── Task data

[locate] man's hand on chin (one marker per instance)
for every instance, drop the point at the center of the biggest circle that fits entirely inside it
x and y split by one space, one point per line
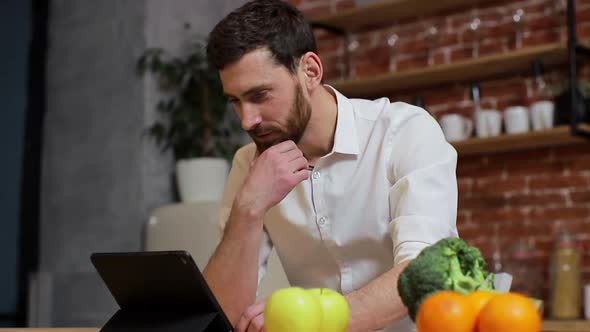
252 320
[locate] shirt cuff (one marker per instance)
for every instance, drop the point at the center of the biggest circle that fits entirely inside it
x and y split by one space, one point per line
411 234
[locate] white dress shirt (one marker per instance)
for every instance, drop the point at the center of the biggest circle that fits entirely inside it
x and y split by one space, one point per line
386 190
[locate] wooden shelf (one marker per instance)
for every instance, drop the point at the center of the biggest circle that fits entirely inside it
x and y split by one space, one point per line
383 12
566 326
464 71
535 139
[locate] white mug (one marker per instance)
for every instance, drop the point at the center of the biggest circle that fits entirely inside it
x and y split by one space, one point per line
516 119
456 127
542 114
488 123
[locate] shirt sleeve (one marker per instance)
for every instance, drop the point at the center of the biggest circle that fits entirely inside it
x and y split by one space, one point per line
423 196
235 180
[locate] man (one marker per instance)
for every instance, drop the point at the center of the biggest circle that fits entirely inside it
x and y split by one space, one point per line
382 187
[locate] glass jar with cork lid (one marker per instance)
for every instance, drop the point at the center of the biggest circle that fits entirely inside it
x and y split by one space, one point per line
565 277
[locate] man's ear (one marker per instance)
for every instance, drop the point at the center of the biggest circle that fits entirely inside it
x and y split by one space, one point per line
312 70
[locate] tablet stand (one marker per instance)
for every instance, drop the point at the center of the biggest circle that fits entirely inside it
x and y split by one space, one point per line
125 321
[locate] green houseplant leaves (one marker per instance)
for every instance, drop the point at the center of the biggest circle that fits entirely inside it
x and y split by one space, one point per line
195 117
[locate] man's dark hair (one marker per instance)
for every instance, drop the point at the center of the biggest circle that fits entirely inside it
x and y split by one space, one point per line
272 24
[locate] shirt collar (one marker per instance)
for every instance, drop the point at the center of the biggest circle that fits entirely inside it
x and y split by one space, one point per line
345 138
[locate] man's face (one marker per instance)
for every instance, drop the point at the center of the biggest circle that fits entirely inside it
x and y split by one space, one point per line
268 99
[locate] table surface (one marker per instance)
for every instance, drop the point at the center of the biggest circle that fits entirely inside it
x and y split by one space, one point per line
548 325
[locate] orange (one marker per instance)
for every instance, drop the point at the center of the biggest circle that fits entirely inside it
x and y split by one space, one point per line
509 312
478 299
446 310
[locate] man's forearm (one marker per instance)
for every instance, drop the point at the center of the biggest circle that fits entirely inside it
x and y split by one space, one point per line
378 304
232 270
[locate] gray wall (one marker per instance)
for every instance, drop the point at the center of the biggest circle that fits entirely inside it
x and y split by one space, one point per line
14 38
101 177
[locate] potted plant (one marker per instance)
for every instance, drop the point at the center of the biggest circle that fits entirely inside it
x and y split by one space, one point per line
195 120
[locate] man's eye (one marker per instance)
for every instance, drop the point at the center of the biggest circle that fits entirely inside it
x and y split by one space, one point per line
258 97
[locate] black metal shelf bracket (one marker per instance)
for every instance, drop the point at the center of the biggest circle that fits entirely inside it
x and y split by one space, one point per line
345 39
574 49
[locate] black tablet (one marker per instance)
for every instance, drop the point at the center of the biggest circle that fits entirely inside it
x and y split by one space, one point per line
159 288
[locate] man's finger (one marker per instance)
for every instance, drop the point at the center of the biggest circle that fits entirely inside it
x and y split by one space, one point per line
257 324
284 146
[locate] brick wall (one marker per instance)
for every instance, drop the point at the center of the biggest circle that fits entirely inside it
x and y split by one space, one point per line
517 195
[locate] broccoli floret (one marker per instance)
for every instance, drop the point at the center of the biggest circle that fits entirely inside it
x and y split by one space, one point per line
449 264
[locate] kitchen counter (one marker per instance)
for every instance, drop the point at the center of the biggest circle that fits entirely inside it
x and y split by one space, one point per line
548 326
566 326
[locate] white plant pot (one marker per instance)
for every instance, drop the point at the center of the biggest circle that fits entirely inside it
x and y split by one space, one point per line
201 179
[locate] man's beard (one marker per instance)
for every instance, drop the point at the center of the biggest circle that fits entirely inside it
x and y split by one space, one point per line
297 121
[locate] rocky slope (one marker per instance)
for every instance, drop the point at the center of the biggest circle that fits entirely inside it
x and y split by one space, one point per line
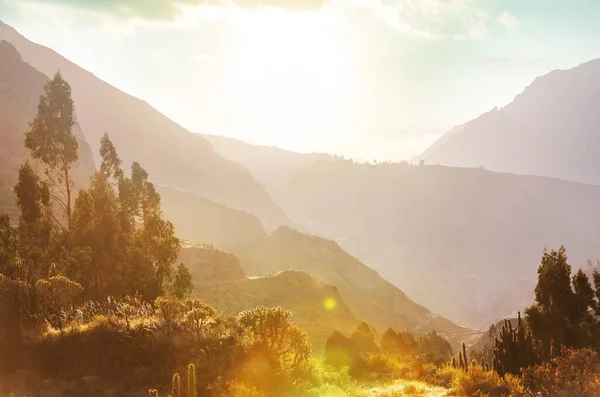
20 88
552 128
172 155
455 240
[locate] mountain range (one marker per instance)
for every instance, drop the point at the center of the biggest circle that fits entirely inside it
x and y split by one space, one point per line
463 242
235 215
551 129
173 156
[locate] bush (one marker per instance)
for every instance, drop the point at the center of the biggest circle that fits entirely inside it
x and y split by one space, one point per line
475 381
572 373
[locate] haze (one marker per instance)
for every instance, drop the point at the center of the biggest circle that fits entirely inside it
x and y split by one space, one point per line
368 79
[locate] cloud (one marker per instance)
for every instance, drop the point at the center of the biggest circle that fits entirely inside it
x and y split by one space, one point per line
509 21
431 19
202 57
169 9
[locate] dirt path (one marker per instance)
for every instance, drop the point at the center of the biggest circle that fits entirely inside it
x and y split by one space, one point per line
406 388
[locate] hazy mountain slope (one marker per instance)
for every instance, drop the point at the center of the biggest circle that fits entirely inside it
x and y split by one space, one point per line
171 155
208 264
20 88
370 297
201 220
269 165
220 281
453 239
552 128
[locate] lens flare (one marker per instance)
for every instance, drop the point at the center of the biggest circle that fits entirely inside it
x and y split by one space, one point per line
329 304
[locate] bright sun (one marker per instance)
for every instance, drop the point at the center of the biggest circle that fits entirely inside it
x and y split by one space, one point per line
290 80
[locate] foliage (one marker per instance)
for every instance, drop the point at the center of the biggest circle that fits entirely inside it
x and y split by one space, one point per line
434 347
572 373
199 316
51 140
475 380
398 343
515 349
54 295
270 332
8 247
563 305
364 338
182 286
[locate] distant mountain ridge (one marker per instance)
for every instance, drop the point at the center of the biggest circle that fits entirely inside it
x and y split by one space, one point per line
453 239
171 155
20 88
551 129
370 297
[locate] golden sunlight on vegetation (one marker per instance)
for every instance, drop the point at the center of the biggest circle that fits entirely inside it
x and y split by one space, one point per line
99 297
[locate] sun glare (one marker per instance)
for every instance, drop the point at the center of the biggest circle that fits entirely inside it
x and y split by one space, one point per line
290 79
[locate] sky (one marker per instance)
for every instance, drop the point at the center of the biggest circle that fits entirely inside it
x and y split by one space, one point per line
368 79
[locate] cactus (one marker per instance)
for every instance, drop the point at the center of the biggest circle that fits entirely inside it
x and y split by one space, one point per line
176 386
515 349
191 381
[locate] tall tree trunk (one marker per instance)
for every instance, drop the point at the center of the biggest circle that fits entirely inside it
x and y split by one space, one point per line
68 183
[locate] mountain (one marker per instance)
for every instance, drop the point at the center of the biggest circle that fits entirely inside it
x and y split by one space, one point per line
173 156
370 297
268 164
453 239
20 88
208 264
221 282
552 129
201 220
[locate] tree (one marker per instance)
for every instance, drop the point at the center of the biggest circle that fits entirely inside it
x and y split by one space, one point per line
35 229
563 306
398 343
182 285
270 332
51 139
364 337
8 247
435 347
199 315
122 243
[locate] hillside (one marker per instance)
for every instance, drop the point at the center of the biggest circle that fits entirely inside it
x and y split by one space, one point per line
20 88
453 239
201 220
302 294
370 297
172 155
268 164
551 129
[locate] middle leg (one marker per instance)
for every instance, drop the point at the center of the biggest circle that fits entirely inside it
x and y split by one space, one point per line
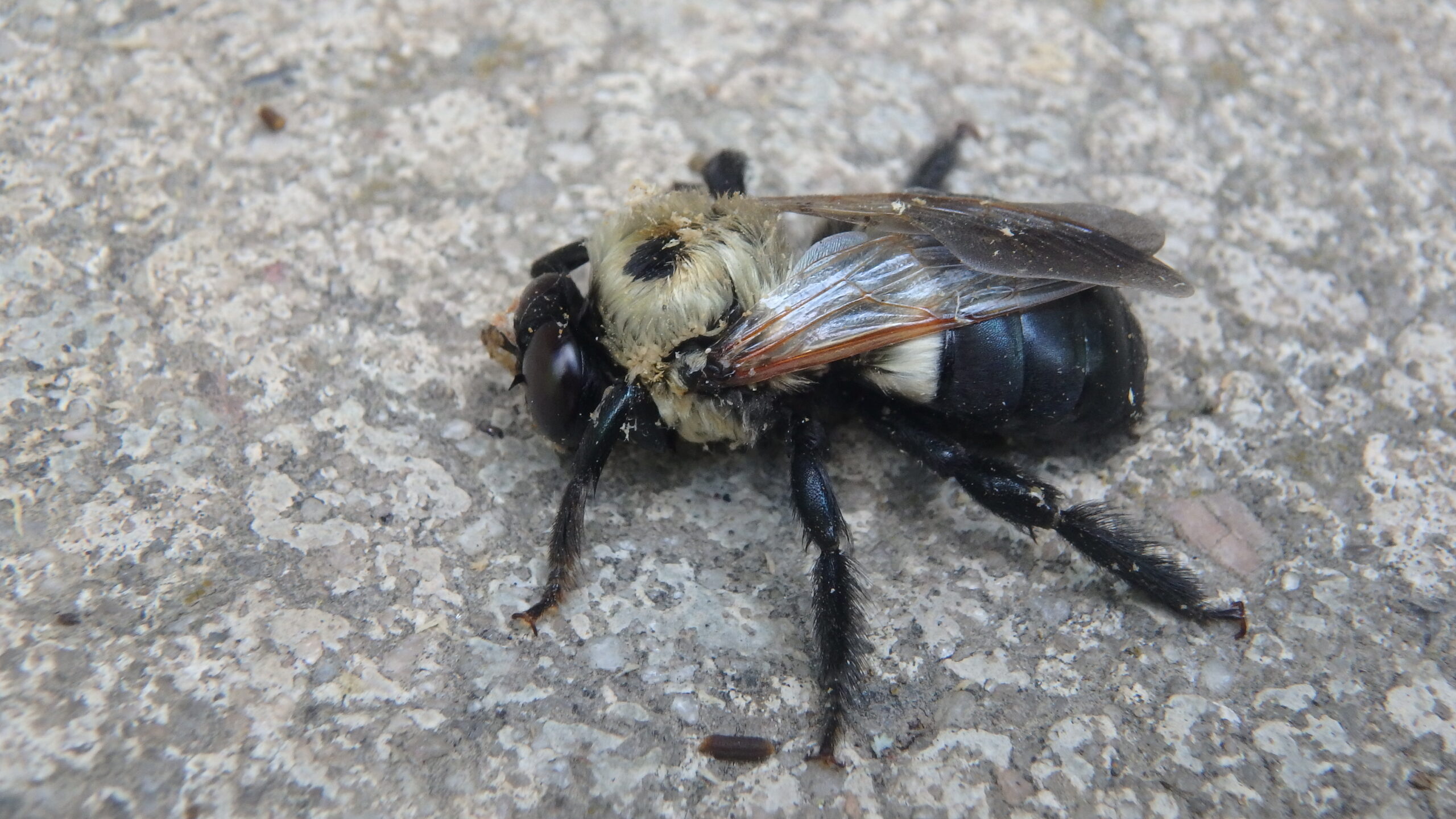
839 626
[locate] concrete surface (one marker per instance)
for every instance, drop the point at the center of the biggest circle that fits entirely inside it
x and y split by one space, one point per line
259 557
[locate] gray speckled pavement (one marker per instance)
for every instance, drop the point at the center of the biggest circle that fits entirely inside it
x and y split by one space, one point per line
259 554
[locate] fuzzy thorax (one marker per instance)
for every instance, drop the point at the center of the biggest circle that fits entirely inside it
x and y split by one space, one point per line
723 254
675 268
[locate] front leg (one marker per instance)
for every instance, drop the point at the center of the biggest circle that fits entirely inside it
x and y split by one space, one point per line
586 468
838 621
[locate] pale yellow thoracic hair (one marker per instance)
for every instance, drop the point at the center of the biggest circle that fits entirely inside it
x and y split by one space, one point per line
729 251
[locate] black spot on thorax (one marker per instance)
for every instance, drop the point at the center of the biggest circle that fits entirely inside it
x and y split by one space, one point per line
654 258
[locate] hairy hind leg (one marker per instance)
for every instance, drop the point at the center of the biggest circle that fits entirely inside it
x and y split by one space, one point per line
1107 538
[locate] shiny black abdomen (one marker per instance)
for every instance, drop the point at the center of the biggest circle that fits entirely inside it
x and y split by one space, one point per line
1062 372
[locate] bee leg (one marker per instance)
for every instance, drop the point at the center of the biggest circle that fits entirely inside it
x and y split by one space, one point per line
838 621
586 467
724 174
562 260
1107 538
938 164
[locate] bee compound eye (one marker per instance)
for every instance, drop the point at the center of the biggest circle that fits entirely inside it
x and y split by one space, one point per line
555 377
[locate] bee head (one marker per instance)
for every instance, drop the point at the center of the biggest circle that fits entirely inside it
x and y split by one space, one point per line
562 371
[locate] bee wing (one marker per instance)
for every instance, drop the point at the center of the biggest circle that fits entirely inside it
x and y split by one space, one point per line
1070 242
851 295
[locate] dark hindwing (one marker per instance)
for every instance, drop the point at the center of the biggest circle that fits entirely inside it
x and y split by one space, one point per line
1069 242
852 295
944 263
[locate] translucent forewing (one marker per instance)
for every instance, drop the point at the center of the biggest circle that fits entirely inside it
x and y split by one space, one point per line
867 295
1070 242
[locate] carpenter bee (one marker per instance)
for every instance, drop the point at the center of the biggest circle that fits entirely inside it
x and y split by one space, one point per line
945 322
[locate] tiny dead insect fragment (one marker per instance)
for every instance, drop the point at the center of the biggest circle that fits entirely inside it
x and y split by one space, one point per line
948 325
729 748
271 118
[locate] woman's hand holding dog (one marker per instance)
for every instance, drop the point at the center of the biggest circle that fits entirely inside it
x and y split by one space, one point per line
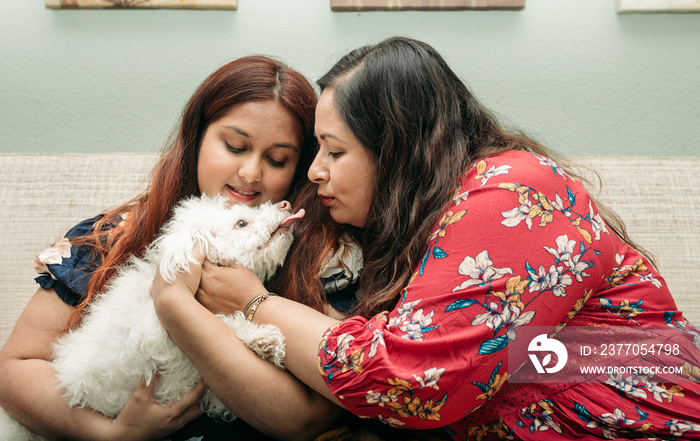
143 418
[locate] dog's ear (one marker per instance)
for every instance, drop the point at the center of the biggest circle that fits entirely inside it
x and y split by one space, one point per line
179 250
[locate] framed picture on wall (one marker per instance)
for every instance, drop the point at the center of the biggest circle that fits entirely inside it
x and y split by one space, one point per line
423 5
144 4
629 6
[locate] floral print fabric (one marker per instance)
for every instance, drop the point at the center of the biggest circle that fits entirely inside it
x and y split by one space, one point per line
521 244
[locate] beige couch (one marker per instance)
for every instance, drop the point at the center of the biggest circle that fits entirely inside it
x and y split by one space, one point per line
43 195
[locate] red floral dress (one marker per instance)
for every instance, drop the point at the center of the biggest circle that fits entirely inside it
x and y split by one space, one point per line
521 245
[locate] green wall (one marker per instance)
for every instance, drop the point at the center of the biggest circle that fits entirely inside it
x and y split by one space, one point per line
573 73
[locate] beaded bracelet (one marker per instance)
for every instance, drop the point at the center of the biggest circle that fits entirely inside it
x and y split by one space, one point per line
250 309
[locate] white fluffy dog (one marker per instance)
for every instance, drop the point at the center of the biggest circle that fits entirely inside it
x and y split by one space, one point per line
120 340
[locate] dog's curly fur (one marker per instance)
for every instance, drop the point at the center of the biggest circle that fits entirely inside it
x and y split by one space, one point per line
120 340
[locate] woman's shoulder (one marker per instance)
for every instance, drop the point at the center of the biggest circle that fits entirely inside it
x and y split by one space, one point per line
520 168
66 265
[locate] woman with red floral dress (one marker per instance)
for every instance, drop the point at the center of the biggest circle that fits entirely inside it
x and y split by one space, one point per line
472 236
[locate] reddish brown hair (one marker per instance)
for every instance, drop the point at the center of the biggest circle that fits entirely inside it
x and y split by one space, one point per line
254 78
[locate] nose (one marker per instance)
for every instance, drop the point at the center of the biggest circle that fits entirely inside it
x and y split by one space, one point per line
250 170
317 172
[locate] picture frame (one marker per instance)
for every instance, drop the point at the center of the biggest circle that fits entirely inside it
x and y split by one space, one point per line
647 6
423 5
141 4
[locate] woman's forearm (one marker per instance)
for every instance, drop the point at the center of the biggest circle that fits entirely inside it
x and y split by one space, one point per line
269 399
303 329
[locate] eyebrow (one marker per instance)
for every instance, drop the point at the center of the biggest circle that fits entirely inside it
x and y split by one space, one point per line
283 145
328 135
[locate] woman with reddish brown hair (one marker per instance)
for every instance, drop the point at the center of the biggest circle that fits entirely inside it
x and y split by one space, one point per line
247 134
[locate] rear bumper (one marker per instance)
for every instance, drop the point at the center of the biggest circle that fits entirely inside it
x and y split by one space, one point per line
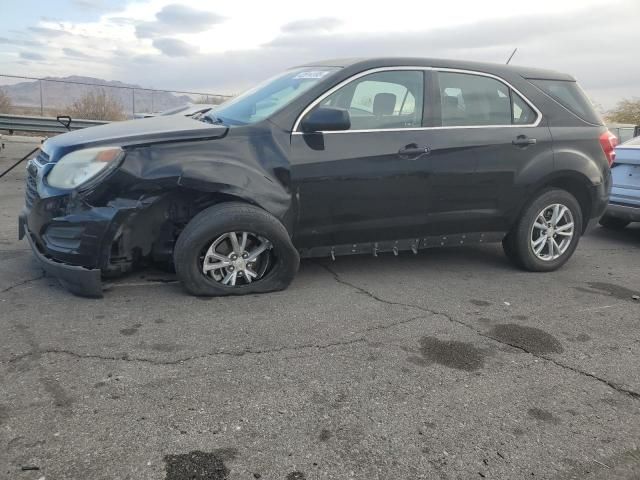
85 282
626 212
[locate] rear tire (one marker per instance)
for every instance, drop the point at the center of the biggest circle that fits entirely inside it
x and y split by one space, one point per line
613 223
539 242
195 244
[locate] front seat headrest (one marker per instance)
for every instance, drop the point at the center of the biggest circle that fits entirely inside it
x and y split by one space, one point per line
384 103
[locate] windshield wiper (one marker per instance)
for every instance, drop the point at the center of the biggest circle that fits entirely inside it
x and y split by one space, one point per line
210 118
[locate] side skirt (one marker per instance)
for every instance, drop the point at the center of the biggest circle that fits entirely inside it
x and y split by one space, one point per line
407 244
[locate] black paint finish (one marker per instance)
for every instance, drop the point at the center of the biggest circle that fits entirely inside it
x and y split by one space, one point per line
331 190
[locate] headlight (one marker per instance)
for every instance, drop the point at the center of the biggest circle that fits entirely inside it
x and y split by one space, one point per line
80 166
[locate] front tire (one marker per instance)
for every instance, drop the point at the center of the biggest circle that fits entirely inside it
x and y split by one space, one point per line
234 249
547 233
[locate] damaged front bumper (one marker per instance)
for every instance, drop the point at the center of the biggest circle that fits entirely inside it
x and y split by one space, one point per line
85 282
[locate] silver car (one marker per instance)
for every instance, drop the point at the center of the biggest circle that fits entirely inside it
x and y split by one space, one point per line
624 202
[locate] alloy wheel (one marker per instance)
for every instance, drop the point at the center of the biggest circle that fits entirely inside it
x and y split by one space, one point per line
552 232
237 258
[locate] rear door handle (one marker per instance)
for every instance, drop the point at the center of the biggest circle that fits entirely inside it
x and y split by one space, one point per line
523 141
413 151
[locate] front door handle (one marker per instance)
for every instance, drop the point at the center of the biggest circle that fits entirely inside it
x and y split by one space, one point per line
413 151
523 141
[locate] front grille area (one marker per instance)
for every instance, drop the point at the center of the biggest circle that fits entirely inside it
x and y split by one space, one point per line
31 191
42 158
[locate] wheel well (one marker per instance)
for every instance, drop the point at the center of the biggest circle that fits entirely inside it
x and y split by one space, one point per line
151 232
579 190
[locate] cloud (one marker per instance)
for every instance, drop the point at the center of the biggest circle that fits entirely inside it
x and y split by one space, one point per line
322 24
48 32
174 19
24 43
32 56
172 47
72 52
544 41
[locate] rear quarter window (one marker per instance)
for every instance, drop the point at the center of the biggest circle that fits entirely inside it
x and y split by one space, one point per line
570 95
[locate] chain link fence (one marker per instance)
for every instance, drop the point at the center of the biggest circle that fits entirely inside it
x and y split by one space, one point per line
83 98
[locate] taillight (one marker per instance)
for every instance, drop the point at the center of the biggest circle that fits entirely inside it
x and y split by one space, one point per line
608 142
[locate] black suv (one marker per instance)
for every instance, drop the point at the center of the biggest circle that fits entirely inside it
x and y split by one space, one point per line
334 158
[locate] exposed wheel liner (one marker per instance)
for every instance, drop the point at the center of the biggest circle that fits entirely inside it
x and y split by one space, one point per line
227 217
517 245
614 223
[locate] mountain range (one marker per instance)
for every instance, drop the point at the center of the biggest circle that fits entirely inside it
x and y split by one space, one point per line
59 92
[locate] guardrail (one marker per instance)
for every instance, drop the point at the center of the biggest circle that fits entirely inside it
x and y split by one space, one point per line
21 123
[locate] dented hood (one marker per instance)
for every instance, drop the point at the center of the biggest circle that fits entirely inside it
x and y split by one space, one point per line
135 132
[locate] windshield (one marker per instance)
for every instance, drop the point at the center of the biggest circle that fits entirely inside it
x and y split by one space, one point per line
269 97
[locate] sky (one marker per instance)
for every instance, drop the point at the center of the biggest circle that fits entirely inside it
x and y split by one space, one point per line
225 47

────

Look above for the line containing "[locate] guardrail (one marker per instance)", then transcribe it and all lines after it through the last, exactly and with nothing else.

* **Output for this exercise**
[locate] guardrail (one marker per instance)
for every instance, drop the point at the center of the biggest circle that fits entirely inside it
x and y split by one space, one point per line
21 123
[locate] dented hood (one marker per instance)
for every instance, drop the point at the center of the biggest circle that fits entirely inside it
x and y split by one space, one point per line
135 132
[locate] windshield (one marker per instance)
for every instance, drop the point at the center of the biggest circle that fits entirely inside it
x and y split by one space, one point per line
269 97
[locate] sky (one marker per instance)
for every instance, drop the point at the center of the biggest circle that fits entirely inside it
x and y split by one space, one point per line
225 47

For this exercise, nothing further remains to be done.